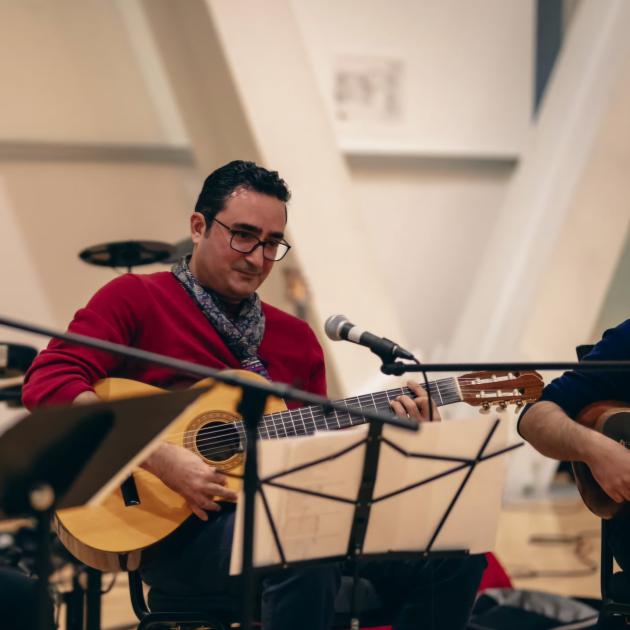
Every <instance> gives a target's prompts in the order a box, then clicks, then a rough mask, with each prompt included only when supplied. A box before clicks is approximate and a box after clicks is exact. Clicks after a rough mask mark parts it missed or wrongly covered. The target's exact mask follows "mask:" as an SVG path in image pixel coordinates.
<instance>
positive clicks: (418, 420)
mask: <svg viewBox="0 0 630 630" xmlns="http://www.w3.org/2000/svg"><path fill="white" fill-rule="evenodd" d="M407 387H408V388H409V389H410V390H411V391H412V392H413V393H414V394H415V397H414V398H411V396H398V398H396V399H395V400H392V402H391V403H390V405H391V408H392V411H394V413H395V414H396V415H397V416H403V417H409V418H415V419H416V420H418V422H428V420H429V396H428V395H427V393H426V391H425V390H424V389H423V388H422V387H420V385H418V383H415V382H414V381H408V382H407ZM431 405H432V407H433V421H434V422H439V421H440V420H441V419H442V418H441V417H440V412H439V411H438V410H437V406H436V405H435V403H434V402H433V401H431Z"/></svg>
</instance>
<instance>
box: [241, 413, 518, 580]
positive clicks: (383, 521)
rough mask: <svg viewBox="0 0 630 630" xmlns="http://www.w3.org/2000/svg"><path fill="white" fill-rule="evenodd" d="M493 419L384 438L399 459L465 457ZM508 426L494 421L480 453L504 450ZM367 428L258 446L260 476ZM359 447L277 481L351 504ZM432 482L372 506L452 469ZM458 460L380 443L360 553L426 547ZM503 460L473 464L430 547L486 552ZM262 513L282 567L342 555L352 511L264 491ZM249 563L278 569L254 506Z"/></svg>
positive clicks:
□ □ □
• Work to be completed:
Reproduce the entire listing above word for word, omitting the pictures.

• Exercise solution:
Every <instance> gives a target's prompts in the order a box, then clicks, then a rough mask, with each prompt included only when supplied. A box before clicks is approximate and a box after clicks is exact. Clicks after a rough mask mark parts it missed or wrongly covered. The target's exact mask follows "mask:" as an SVG path in image pixel coordinates.
<instance>
positive clicks: (418, 420)
mask: <svg viewBox="0 0 630 630" xmlns="http://www.w3.org/2000/svg"><path fill="white" fill-rule="evenodd" d="M407 387H408V388H409V389H410V390H411V391H412V392H413V393H414V394H415V397H414V398H411V396H398V398H396V399H395V400H392V402H391V403H390V405H391V408H392V411H394V413H395V414H396V415H397V416H403V417H409V418H415V419H416V420H418V422H428V420H429V396H428V395H427V393H426V391H425V390H424V389H423V388H422V387H420V385H418V383H415V382H414V381H408V382H407ZM431 405H432V407H433V421H434V422H439V421H440V420H441V419H442V418H441V417H440V412H439V411H438V410H437V406H436V405H435V403H434V402H433V401H431Z"/></svg>
</instance>
<instance>
box: [241, 413, 518, 580]
positive clicks: (383, 521)
rough mask: <svg viewBox="0 0 630 630" xmlns="http://www.w3.org/2000/svg"><path fill="white" fill-rule="evenodd" d="M493 419L384 438L399 459L465 457ZM508 426L494 421L480 453L504 450ZM367 428L258 446L260 476ZM359 447L277 481L351 504ZM432 482L372 506L452 469ZM458 460L380 443L360 553L426 547ZM503 460L473 464L430 547L486 552ZM262 513L282 567L342 555L352 511L264 491ZM249 563L278 569L254 506Z"/></svg>
positive clicks:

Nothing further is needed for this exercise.